■ **ABOUT THIS EXERCISE**
Each entry below needs to be transcribed verbatim; the images should not appear.

□ □ □

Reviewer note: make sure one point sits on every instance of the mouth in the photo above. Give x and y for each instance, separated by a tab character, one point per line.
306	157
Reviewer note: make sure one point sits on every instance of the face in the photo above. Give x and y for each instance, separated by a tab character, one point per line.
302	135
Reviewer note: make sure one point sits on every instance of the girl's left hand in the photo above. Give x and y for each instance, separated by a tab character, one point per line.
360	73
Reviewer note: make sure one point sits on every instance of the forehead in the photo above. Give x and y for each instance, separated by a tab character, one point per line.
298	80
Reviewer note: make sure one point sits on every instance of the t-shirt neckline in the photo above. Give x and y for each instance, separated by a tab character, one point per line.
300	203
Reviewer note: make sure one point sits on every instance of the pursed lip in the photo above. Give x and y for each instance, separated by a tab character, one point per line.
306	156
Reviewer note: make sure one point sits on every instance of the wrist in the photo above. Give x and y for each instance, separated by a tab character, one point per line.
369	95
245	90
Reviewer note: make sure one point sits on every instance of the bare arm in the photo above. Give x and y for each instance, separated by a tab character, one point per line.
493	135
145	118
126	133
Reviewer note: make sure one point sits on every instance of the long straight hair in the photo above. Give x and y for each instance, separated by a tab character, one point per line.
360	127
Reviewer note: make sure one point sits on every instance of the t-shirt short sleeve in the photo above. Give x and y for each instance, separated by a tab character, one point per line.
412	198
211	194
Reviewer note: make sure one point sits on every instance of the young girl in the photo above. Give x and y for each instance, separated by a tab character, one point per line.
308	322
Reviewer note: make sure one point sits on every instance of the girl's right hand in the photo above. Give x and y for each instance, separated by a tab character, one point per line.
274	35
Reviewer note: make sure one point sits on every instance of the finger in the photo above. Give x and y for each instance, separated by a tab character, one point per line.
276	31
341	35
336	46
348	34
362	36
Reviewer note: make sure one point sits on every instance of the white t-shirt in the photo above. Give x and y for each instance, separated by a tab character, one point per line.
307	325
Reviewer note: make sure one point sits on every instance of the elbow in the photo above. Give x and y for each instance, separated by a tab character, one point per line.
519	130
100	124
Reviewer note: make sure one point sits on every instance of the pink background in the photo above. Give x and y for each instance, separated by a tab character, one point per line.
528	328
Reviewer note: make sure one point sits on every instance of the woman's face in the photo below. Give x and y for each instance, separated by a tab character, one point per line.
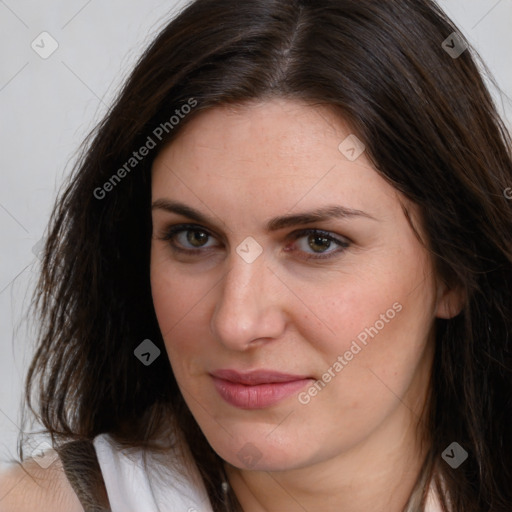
295	301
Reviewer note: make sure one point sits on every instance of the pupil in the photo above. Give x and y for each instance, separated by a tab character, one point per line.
319	242
197	238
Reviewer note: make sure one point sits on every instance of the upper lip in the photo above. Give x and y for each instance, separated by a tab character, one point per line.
256	377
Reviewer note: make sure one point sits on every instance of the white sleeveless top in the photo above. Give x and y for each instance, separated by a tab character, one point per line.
130	489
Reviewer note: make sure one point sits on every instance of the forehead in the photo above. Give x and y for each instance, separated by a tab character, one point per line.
273	152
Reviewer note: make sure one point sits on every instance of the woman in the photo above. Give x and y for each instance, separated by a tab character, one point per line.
280	277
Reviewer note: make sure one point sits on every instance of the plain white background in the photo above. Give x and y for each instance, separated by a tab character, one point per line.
47	106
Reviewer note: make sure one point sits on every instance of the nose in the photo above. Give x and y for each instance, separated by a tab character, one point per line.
249	309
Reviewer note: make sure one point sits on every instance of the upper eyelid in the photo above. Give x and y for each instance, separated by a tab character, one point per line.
296	234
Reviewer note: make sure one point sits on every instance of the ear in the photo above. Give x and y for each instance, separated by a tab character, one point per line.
450	301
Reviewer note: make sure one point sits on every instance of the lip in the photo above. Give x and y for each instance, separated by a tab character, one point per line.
256	389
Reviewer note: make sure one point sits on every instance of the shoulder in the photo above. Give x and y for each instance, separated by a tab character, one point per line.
28	487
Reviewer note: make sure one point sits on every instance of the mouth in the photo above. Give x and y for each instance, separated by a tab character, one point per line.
257	389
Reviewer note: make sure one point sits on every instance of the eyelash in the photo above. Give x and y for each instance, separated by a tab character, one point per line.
170	233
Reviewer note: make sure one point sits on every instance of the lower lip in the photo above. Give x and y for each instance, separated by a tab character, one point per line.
258	396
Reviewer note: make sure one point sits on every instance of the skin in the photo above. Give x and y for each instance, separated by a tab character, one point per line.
355	445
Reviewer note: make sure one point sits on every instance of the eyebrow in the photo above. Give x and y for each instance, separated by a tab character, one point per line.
275	224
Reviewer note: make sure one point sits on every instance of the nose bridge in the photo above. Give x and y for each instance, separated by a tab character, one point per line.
247	308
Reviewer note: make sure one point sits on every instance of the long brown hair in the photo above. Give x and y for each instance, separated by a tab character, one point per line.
429	126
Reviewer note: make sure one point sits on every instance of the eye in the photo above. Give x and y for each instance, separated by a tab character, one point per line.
319	244
188	238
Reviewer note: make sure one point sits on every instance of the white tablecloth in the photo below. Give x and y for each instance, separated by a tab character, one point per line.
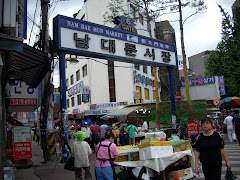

□ □ □

■ **RESPONSE TO THIS TASK**
Reviewer note: make sure one point sits on every instance of the mouth in the photo above. Give x and y for each instance, separated by a tab character, one point per line.
306	157
Reviewer note: make sure one point sits on every instance of the face in the photo above. Give x and y for each instance, separated by a tab character, one point per line.
302	135
Reviewer note: make sure one point sits on every instance of the girl's left hand in the photo above. Give x and y for each instance, separated by a tab character, one point per line.
360	73
Reviewer note: make sure one point sits on every instance of the forehead in the photo above. Give x and y for each instance, separated by a tab character, one point per line.
298	80
Reviewer note: make sure one point sits on every instance of the t-shirt neckline in the photo above. Give x and y for each instance, separated by a tab character, one point per line.
300	203
Reviewer note: make sure one point sits on every instance of the pursed lip in the photo above. Give x and y for each instance, separated by a tab character, one point per line.
306	156
Reviewer note: make sure one point sits on every instance of the wrist in the photo above. Give x and y for each instance, separated by a tab character, one point per line.
369	95
245	90
Reviewer note: make sure one point sits on every instance of the bare arm in the photo above. Give x and y for each instance, separated by a tab character, one point per line.
493	135
145	118
126	133
Reviewer note: make sure one point sits on every instance of the long straight hair in the photo above. Give x and y for each instance, separated by a tab character, one point per line.
360	127
Reviewer note: make sure one point sits on every instance of the t-shirt short sleeve in the photo above. Give x and y for each instance, separated by a tab character, one point per line.
412	198
211	194
Reviewer note: make sure one point sits on every instance of the young girl in the photo above. Give x and y for each instance, separated by a tab character, one point per line.
308	322
Reviewer note: make sure one point sits on every instance of the girl's right hand in the photo above. Give x and y for each instance, separated by a tab character, one point per line.
274	35
Reviewer note: make sure one point sits on every instance of the finger in the photo above. Give x and y for each instance, separated by a tab character, one point per line.
276	31
341	35
336	46
348	34
362	36
Reviewer note: make sure one point sits on every instance of the white t-shirt in the photo above. Give x and y for each instance, separated by a tab character, one point per line.
307	325
Reviewer note: make sure one point sits on every instance of the elbow in the photo above. Give x and y for each instance, separated by a tab character, one point per line.
519	130
100	124
Reviewer note: make sure one point sits on every instance of the pink background in the photo above. Give x and y for each instance, separated by a tab character, one point per line.
528	328
Reviewer note: make sure one point sits on every instance of the woman's face in the photo below. Give x and y for each instance, separated by a tab character, one point per line.
295	301
Reviewer note: make sure one point sits on every instance of the pupil in the photo above. Give x and y for each instance, separated by a tab character, one point per line.
319	242
197	238
Reviewer note: make sure one point sits on every instance of the upper lip in the photo above. Give x and y for each instance, separated by a tab character, one point per line.
256	377
Reviewer note: make sure one point sits on every instance of the white sleeveless top in the photo above. Give x and y for each instance, separated by a tab character, one point per line.
130	489
Reviewer note: make sure one point sits on every instance of the forehead in the photo above. Give x and y for each instance, separated by a tab character, one point per line.
273	152
Reviewer note: make sure one point sits on every instance of the woman in the photo above. Give x and y for each instance, separated by a tab character, one point per line.
280	277
Reviewer note: make sure one point sits on every instance of the plain white background in the photo above. Give x and y for each instance, separated by a tab character, one point per line.
47	106
Reviewer note: make sure one point sits on every instance of the nose in the photo above. Give x and y for each instance, separated by a tab character, one point per line.
249	309
Reviewer note: make sure one point sits on every instance of the upper eyelid in the photo above. Give x and y for each instance, separated by a tab character, one point per line.
296	234
Reviewer note: make sure one point sits on every instance of the ear in the photo above. Give x and y for each instance, separated by a tab character, one point per line.
450	301
Reviewer note: make sure one point sits on every instance of the lip in the photo above. Give x and y for each instance, separated by a tab character, one point per line.
256	389
Reviewer note: make sure one point sits on every instance of the shoulder in the photo above. Give x and y for each instance, separated by a tab character, one point per line.
28	487
Reviewer note: make sure one point sits on every instance of the mouth in the photo above. Give x and y for each instance, separated by a tab character, one point per line.
257	389
Reviewer note: make sure one point sits on every instance of the eyelash in the photo above. Give x and y for each instance, separated by a tab character, one point per line.
170	233
Reviewer note: make sure one point sits on every instance of the lower lip in the photo above. Give x and y for each instance, separated by a tab character, one point per line.
258	396
Reviewer note: make sure one point sits on every instance of the skin in the photo above. Give x and y for each instance, separated by a tab character, one point per line.
355	445
Reviewer note: make sure one point sits on every instance of the eyebrow in the photo above. Give x and y for each instance, separated by a tab character, one point per line.
275	224
Reviewer note: make sure one point sits on every instance of the nose bridge in the photo above. Give x and y for each instance, separated by a tab character, one point per line.
247	308
Reviewer note: make sure one point sits on every instance of the long brown hair in the photo above. Give x and y for each instance, separated by a tab character, one point per line.
429	126
Reviewer note: make sure one point sits on every instance of the eye in the photo above. Give x and y for each instance, separated by a tab character, one point per line.
319	244
188	238
Reviewer note: make sure one point sits on every instance of the white tablecloth in the photo below. Give x and y for each instance, separated by a tab character, one point per line.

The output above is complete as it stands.